Stored entries
━━━━
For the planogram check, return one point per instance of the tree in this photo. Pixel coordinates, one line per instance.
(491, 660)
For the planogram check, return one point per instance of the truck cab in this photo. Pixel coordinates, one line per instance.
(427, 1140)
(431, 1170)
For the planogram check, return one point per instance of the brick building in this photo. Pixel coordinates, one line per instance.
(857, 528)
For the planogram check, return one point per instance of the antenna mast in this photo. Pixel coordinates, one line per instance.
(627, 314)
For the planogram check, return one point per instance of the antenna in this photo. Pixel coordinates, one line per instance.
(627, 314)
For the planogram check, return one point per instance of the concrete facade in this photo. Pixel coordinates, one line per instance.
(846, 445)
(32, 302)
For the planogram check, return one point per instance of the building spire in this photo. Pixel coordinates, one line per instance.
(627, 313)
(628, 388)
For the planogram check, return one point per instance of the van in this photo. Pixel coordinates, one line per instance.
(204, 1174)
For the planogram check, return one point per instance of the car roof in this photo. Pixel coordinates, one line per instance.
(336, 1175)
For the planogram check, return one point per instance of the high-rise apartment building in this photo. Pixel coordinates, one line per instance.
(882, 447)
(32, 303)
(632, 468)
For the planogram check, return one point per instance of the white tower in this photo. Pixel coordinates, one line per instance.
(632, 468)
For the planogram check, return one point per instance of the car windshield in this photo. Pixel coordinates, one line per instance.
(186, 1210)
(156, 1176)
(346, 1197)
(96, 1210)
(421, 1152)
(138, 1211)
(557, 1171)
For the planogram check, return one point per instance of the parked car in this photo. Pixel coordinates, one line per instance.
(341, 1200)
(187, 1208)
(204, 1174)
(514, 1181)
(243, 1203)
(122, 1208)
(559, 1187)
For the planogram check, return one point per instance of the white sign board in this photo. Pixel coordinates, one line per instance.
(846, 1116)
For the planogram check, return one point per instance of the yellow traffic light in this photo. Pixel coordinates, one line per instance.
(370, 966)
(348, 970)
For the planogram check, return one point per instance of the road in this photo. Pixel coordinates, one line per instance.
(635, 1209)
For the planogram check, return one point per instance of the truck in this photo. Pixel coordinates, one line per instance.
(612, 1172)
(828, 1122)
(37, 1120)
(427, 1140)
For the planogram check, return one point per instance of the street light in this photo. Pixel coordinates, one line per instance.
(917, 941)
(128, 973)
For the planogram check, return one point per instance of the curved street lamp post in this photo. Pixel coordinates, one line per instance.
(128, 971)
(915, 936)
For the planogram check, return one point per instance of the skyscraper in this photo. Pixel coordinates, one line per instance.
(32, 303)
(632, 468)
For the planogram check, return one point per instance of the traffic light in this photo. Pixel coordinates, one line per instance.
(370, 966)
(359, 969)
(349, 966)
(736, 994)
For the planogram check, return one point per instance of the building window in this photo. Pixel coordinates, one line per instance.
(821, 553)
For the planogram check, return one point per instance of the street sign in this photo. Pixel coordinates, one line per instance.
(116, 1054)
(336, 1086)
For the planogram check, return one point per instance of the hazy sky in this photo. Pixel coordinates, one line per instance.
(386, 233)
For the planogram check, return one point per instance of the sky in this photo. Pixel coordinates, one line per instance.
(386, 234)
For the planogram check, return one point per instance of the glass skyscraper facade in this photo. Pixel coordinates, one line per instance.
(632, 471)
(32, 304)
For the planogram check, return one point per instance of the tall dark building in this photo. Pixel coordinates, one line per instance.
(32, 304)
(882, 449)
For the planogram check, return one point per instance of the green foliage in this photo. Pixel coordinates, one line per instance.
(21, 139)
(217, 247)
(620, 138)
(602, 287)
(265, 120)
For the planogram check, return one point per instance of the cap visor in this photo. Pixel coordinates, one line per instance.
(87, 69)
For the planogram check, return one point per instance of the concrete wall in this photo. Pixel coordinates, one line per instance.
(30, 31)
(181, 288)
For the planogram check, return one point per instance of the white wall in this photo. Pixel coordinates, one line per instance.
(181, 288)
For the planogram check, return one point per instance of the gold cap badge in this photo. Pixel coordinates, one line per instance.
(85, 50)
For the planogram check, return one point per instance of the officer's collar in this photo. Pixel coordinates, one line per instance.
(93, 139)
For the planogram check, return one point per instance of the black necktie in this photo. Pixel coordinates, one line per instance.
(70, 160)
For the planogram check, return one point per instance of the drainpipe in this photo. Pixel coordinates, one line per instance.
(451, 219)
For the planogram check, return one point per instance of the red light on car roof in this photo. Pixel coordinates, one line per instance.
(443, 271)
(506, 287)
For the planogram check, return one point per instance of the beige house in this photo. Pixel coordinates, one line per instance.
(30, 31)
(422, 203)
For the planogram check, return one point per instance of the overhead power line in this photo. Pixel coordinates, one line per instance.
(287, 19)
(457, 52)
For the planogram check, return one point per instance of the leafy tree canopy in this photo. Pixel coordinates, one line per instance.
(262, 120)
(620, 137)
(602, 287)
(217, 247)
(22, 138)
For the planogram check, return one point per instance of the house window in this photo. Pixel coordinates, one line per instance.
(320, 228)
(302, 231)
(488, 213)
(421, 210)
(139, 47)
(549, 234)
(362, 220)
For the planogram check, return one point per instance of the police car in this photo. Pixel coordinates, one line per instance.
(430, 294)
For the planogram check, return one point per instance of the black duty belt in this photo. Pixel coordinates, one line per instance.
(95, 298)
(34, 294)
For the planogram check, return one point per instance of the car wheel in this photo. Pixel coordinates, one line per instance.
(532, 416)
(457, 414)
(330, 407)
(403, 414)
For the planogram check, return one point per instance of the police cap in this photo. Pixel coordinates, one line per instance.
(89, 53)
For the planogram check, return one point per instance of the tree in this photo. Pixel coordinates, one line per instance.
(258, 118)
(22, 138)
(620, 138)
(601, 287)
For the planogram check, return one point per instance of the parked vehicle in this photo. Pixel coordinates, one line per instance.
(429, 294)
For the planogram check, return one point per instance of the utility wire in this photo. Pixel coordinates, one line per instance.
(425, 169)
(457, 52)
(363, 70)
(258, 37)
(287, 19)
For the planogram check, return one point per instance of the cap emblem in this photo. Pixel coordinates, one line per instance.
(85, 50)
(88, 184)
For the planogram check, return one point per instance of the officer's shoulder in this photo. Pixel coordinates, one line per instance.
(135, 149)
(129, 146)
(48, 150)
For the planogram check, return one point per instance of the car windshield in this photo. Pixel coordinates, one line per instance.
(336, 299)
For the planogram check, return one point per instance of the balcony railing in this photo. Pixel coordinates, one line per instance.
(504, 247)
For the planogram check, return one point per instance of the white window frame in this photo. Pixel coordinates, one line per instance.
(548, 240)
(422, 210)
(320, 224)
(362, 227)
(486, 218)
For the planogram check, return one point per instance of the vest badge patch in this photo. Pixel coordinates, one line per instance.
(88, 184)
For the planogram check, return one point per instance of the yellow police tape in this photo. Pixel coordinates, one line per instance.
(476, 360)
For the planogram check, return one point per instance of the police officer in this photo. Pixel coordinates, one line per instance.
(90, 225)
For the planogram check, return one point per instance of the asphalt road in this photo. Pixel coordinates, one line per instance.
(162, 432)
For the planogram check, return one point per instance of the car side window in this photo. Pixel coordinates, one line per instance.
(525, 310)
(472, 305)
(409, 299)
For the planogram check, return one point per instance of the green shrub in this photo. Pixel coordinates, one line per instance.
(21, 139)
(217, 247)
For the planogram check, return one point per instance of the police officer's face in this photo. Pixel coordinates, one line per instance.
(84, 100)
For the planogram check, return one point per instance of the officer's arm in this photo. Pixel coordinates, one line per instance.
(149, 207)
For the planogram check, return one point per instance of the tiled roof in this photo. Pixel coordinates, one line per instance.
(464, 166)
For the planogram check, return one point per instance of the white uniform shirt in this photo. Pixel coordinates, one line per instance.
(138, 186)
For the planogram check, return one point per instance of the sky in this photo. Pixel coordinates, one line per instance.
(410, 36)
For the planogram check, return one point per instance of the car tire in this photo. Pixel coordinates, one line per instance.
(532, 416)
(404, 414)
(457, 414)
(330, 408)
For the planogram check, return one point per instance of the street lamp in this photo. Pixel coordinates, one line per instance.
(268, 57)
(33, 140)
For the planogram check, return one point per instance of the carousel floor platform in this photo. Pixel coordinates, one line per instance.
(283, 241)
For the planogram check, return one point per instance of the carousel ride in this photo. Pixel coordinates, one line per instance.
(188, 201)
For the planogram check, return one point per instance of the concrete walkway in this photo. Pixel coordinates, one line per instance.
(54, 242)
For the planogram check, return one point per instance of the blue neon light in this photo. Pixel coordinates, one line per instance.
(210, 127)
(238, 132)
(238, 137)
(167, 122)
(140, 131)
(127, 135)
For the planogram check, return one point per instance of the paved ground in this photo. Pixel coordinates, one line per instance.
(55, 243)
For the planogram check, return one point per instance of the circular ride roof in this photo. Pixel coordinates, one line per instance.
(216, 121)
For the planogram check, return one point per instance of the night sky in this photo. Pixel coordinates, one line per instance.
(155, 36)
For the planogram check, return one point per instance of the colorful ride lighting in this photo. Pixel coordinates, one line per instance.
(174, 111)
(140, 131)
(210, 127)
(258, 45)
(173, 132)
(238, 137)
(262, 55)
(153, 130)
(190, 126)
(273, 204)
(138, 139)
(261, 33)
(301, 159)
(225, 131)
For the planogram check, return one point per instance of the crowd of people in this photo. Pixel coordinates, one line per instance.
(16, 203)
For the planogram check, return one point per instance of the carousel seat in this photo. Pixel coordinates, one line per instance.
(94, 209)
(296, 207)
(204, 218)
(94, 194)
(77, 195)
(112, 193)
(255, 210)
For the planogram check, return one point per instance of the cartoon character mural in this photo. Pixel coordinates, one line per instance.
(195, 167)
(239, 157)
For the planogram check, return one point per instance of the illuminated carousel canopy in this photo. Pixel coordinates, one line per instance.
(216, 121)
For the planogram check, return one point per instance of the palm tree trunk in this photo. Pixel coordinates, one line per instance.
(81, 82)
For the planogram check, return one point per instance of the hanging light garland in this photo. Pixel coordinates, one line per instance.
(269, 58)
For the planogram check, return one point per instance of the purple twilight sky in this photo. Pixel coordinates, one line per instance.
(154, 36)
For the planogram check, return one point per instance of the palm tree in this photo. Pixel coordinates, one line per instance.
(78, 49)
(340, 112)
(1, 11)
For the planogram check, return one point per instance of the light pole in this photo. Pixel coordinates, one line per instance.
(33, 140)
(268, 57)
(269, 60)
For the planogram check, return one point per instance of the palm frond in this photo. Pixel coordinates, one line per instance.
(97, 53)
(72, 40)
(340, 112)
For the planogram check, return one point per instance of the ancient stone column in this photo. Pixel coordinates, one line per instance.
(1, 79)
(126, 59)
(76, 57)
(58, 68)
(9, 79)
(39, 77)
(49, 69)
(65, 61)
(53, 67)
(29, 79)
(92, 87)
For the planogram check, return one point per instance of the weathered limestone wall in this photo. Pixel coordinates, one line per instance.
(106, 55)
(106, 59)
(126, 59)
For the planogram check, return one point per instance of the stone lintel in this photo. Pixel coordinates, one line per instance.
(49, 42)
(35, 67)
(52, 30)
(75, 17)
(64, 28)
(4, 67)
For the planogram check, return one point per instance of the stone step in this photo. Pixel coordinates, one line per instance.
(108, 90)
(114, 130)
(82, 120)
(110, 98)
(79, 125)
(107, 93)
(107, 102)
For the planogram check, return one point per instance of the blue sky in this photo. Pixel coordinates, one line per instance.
━━━━
Everything from the line with "of the hanging" through the last line of the material above should be echoed exactly, and nothing else.

For the planogram check, return one point per instance of the hanging light garland in this photo. Pixel coordinates, one line per instance.
(269, 58)
For the planogram check, return one point per instance of the purple twilight sky in this photo. Pixel coordinates, one line per instance.
(154, 36)
For the planogram check, return one point per instance of the palm tree in this photo. Pixel coordinates, one line per instance.
(78, 49)
(340, 112)
(1, 11)
For the planogram check, return one point per instance of the light pole in this photo. Pixel coordinates, one line per instance.
(33, 140)
(268, 57)
(269, 60)
For the planogram check, return one point per instance of the palm frond in this photo. Pixel coordinates, one line per instance.
(97, 53)
(72, 40)
(340, 112)
For the planogram check, return one point per instance of the ancient stone column in this photo. Pixel coordinates, one line per instance.
(1, 79)
(126, 59)
(76, 57)
(58, 68)
(9, 79)
(39, 77)
(49, 69)
(65, 61)
(53, 67)
(29, 79)
(92, 87)
For the planogram check, return one point per instance of the weathered limestone wall in this photo. Pixel coordinates, one line per instance.
(106, 55)
(106, 59)
(126, 59)
For the planogram check, return one point per instance of the stone lintel in this photo. Pixel coordinates, one line per instance.
(49, 42)
(35, 67)
(52, 30)
(75, 17)
(64, 28)
(4, 67)
For the planogram check, return one point per instance of the stone step in this photo. Pixel coordinates, one line per instance.
(108, 90)
(114, 130)
(82, 120)
(110, 98)
(79, 125)
(107, 93)
(107, 102)
For the planogram check, return one point per instance of the blue sky in this photo. Pixel coordinates, one line per instance.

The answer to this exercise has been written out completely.